Exercise prompt: Rewrite every line of the records below as a numbered list, leaving out blank lines and all pictures.
Start Working data
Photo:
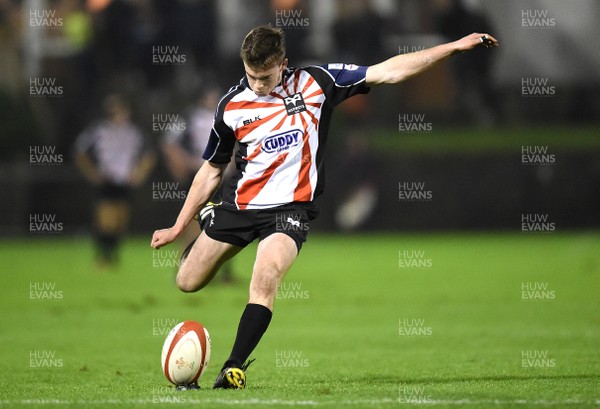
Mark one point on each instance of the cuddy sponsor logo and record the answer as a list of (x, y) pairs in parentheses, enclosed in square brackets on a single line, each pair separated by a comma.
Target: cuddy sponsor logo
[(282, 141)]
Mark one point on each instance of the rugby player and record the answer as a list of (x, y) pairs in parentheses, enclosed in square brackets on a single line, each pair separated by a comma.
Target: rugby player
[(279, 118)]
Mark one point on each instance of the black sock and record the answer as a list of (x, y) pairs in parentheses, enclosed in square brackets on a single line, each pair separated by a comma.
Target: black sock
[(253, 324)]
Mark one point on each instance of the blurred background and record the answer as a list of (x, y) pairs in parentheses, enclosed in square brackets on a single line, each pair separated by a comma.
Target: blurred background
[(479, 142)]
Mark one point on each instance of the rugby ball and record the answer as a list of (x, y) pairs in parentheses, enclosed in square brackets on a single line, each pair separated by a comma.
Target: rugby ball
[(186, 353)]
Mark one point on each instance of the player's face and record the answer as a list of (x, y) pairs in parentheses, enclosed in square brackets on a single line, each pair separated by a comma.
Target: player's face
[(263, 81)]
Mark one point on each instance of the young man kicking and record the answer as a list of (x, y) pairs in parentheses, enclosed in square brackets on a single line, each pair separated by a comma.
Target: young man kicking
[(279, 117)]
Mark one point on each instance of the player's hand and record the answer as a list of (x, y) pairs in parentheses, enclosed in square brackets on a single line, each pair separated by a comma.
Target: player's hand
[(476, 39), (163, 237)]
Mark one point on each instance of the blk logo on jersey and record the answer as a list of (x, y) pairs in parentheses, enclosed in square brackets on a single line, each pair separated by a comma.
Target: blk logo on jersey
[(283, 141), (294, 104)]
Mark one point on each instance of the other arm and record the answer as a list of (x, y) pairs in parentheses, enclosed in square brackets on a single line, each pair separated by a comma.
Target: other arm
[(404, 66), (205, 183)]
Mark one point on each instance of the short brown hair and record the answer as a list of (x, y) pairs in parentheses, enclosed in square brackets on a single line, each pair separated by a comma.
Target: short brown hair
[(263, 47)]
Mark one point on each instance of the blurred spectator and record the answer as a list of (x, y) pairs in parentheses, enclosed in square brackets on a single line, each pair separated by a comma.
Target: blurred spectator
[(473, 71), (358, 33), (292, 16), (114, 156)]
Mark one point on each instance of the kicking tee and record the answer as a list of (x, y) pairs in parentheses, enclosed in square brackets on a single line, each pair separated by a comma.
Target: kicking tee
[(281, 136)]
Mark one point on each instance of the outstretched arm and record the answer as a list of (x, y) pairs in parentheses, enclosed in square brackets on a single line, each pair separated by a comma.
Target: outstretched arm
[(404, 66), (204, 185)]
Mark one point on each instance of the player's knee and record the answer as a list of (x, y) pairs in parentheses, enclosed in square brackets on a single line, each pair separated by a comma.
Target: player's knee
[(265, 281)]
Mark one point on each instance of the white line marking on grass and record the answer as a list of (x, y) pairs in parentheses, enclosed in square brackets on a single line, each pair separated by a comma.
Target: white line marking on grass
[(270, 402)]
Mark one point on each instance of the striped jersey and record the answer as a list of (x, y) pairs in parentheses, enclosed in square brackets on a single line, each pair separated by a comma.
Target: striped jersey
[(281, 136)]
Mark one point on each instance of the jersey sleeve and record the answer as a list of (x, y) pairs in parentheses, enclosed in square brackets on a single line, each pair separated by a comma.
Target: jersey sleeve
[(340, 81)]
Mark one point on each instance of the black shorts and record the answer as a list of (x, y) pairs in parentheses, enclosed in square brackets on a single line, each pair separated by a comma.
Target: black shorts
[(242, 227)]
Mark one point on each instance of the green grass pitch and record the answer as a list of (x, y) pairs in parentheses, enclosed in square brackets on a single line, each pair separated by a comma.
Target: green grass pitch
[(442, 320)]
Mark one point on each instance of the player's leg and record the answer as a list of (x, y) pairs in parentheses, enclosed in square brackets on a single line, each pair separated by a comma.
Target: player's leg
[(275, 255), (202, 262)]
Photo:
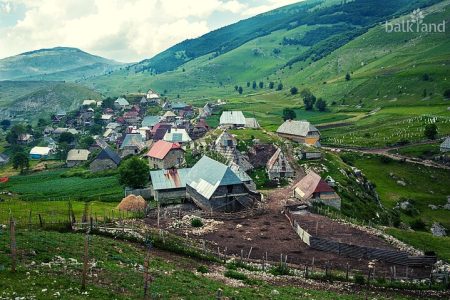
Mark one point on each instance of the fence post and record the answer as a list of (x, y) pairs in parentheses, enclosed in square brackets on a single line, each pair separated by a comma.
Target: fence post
End Working data
The reply:
1. Photo:
2. Mark one point on each instance of the cuddy sponsor logo and record the answer as a list of (x, y) pairs in parentheses, enclosed in square brackets on a single line, each pair separated by a comma.
3. Target: cuddy sponsor logo
4. [(282, 141)]
5. Mark one point on each instance of the rugby player and record the answer as a list of (x, y) pairs in parentheses, enclosed in square brackets on a single line, each pair separated by a comma.
6. Target: rugby player
7. [(279, 118)]
8. Mark one point on each instance of the black sock and record the answer as a list of (x, y) pairs in parentheses, enclosed in square brackets on a single line, each pair separated by a comma.
9. Target: black sock
10. [(253, 324)]
11. Mark one point on each instance of the blurred background and record the answer as a list of (x, y) pairs in parentheses, enclosed in square brackets on a single line, each pair separated by a comma.
12. Target: blurred background
13. [(479, 142)]
14. Mark one point on each instance of the rugby ball and record the answer as a list of (x, y) pairs in parentheses, enclosed in square brackets on a single line, each pair separated by a comma.
15. Target: rugby ball
16. [(186, 353)]
17. Mark one point on each instance of the player's face and record the answer as a list of (x, y) pairs in parentheses, enclosed in square brackets on a single line, each pair separated by a comma.
18. Target: player's face
19. [(263, 81)]
20. Mark one point on each instance of the young man kicking and record the answer as a list of (x, y) pairs in parentheses, enclosed in square brackets on a single line, each pair separated by a comma.
21. Target: young man kicking
22. [(279, 117)]
23. Mark one point on each instance of the player's hand and record the answer as a list of (x, y) pairs in parentheses, enclosed in square brackets on a single line, each pair separated by a comma.
24. Target: player's hand
25. [(476, 39), (163, 237)]
26. Mark one point on each instance of the blk logo on jersey and record the answer as a list of (x, y) pairs in parentheses, enclosed in square brackets on a single line, each pair separated by a comma.
27. Target: blk logo on jersey
28. [(283, 141), (294, 104)]
29. Mark one point on each instance of the other arm and record the answer as a list of (x, y) pairs in parentheses, enclosed in square brackets on a single line, each pair separated by a comma.
30. Target: other arm
31. [(404, 66), (205, 183)]
32. Mark one point on each instance of the short brown hair and record the answer as a list of (x, y) pairs in parentheses, enclosed in square brackets on a single line, each pair separated by a comma.
33. Target: short brown hair
34. [(263, 47)]
35. Mark one point on each instance of the blurred spectator and record the answer as a list of (x, y) pairs in parentheses, enclosed in square brackets on a single line, each pair separated by a comma.
36. Target: blurred spectator
37. [(473, 71), (358, 33), (292, 16), (114, 156)]
38. Mark one point on each instance of the kicking tee and record the answer as a list of (x, y) pairs in parentheses, enclosed in square brackets on a single line, each pair separated by a comma.
39. Target: kicking tee
40. [(281, 136)]
41. Mark one point on each instance of the outstretched arm and record the answer as a list of (x, y) pairs in parentheses, enclosed in square brackets on a single line, each pair separated by a comma.
42. Target: outstretched arm
43. [(404, 66), (204, 185)]
44. Mark one point on each instance of the player's knee and record the answer as a list of (x, y) pairs in parentheses, enclosed in square brackets on a single line, each pair separated by a comma.
45. Target: player's knee
46. [(265, 281)]
47. Mark one point on each instance of the white line marking on grass and record the answer as a list of (x, y) pairs in parentheses, enclosed in square brackets on a single line, each pair separated by a comma.
48. Target: white line marking on grass
49. [(270, 402)]
50. Mark one point on each instance of the striped jersey and record the answer as a list of (x, y) pairs in parentheses, enclosed in square brackets on a single line, each pair separated by a comma.
51. Target: striped jersey
52. [(281, 136)]
53. Mark one point on each instance of the jersey sleeve and record the answer as a list of (x, y) pairs in parentheses, enclosed in square brackets on a single line, each pair separated by a comma.
54. Target: jersey sleeve
55. [(340, 81)]
56. Mark one point on each instance of the black shorts and record the answer as a list of (x, y) pairs in parentheses, enclosed in square brackets on a single line, each pair separated by a comma.
57. Target: black shorts
58. [(242, 227)]
59. Mark one point on each instance of the green grass pitch and record the answer as a list of (x, y) pairs in parentheses, enclosed in square brackets on a single line, each pair separated by a comma.
60. Target: green grass pitch
61. [(442, 320)]
62. Mark one point on each instance of the player's leg and record the answer as a list of (x, y) pairs in parentheses, enclosed in square brackets on a single line, each pair separated by a comma.
63. Target: player's leg
64. [(275, 255), (202, 262)]
65. Photo:
66. Mark one point on each instance of the fence post and record the answer as a list of (x, y) pairs in parentheses, enclosed in square brackets on a single line, each pair separated by a comma.
67. Target: fence post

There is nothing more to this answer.